Task description: Please quote every line of the data records below word for word, leaving the pictures out of your answer.

(Data records)
## BEGIN

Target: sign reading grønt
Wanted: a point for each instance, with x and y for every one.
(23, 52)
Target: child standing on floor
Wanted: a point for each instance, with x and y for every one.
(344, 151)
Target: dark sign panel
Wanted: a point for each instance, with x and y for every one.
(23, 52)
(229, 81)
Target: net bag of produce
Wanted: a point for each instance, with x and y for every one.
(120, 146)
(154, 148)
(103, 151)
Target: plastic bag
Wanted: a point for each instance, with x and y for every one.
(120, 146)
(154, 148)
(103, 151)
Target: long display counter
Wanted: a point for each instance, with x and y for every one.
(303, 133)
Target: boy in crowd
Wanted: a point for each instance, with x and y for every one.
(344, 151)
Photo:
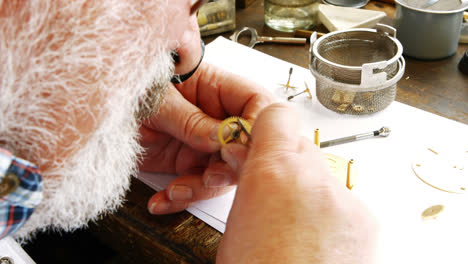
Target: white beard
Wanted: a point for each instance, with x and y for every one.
(108, 49)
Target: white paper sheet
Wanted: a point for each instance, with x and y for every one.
(386, 181)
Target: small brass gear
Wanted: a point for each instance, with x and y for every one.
(238, 128)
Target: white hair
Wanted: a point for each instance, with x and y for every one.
(77, 71)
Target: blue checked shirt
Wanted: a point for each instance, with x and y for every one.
(17, 205)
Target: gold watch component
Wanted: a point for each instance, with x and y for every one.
(234, 129)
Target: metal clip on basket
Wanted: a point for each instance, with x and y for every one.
(357, 69)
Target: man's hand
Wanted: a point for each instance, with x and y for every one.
(288, 208)
(182, 137)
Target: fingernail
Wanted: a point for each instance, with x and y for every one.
(229, 158)
(159, 207)
(180, 193)
(217, 180)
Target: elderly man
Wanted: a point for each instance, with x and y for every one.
(86, 96)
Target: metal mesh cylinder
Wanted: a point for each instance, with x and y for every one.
(356, 70)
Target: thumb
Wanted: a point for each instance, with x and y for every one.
(276, 130)
(186, 122)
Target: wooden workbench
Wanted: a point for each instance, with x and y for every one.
(135, 236)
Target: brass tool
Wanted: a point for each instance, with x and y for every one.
(317, 137)
(383, 132)
(238, 131)
(349, 175)
(301, 33)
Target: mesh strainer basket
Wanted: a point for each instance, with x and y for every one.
(357, 69)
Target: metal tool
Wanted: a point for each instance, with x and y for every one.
(383, 132)
(255, 38)
(430, 3)
(243, 128)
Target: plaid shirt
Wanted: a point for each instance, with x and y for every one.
(17, 206)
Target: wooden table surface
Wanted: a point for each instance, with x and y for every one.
(435, 86)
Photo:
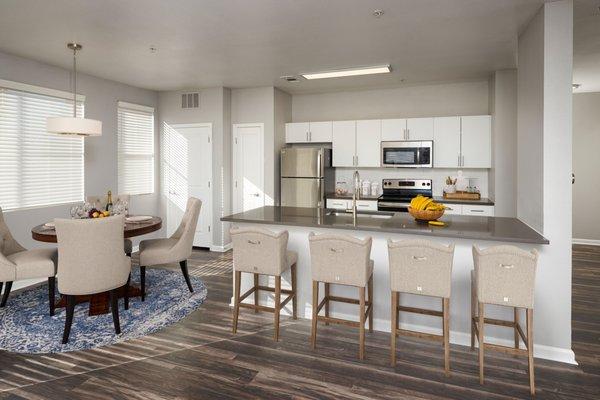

## END

Output for this task:
Target: sign reading grønt
Wanted: a point for each instance, with x and y for every one.
(23, 52)
Target: child standing on floor
Wanted: a point for each instance, with x and y for every one.
(344, 151)
Target: dark sign panel
Wanted: a point for each instance, with x and y for every one.
(23, 52)
(229, 81)
Target: net bag of produce
Wanted: a point for each instance, with x and y for every one.
(120, 146)
(154, 148)
(103, 151)
Target: plastic bag
Wanted: a point for each instance, with x and y for every one.
(120, 146)
(154, 148)
(103, 151)
Target: long display counter
Wanted: a point for each instance, with x and y for every one.
(303, 133)
Target: boy in crowd
Wanted: a point for each instance, with x and y for every one.
(344, 151)
Photo:
Target: white beard
Wanted: a point for each instance, with x and y for every one.
(108, 49)
Target: white paper sheet
Wanted: a point for each instance, with x and y for every one.
(386, 181)
Target: small brass gear
Wanted: a point for each instance, with x and y for every one.
(238, 128)
Target: white hair
Wanted: a point for each instance, with x and y for every one.
(77, 71)
Target: blue checked shirt
Wanted: a point for each instance, with x and y for every one.
(17, 205)
Target: gold watch component
Wanted: a point for each instance, with x and y for every one.
(234, 129)
Target: metal clip on basket
Wanted: a point for each instance, with x and y for every one.
(357, 69)
Target: man's hand
Wanted: a point for each instance, with x and y for every one.
(288, 208)
(182, 137)
Target: fingernail
Wanted: a point for each instance, with x and y for every one.
(229, 158)
(159, 207)
(180, 193)
(217, 180)
Target: elderly man
Wanted: a point for each instance, with x and y for every one.
(86, 96)
Target: metal mesh cylinder
Wanted: a point for each instance, with x and y for every one.
(356, 70)
Target: thumb
Wanted: a point for each instance, with x and y for every one.
(276, 130)
(186, 122)
Target: wooden workbench
Wanted: a point for each instance, with x and y for every one.
(135, 236)
Target: brass tool
Wanted: a point for each instance, with x and y for every one.
(317, 137)
(383, 132)
(238, 131)
(349, 175)
(301, 33)
Target: mesh strainer basket
Wanted: a point for each instance, with x and y for every one.
(357, 69)
Target: metal tool
Wanted: a point for each instance, with x and y for every one.
(383, 132)
(255, 38)
(430, 3)
(243, 128)
Target: plaid shirt
Wanted: a point for each instance, with x and y for every one.
(17, 206)
Target: wooden table surface
Wanted: a point for each instance, with x and y for every one.
(435, 86)
Photo:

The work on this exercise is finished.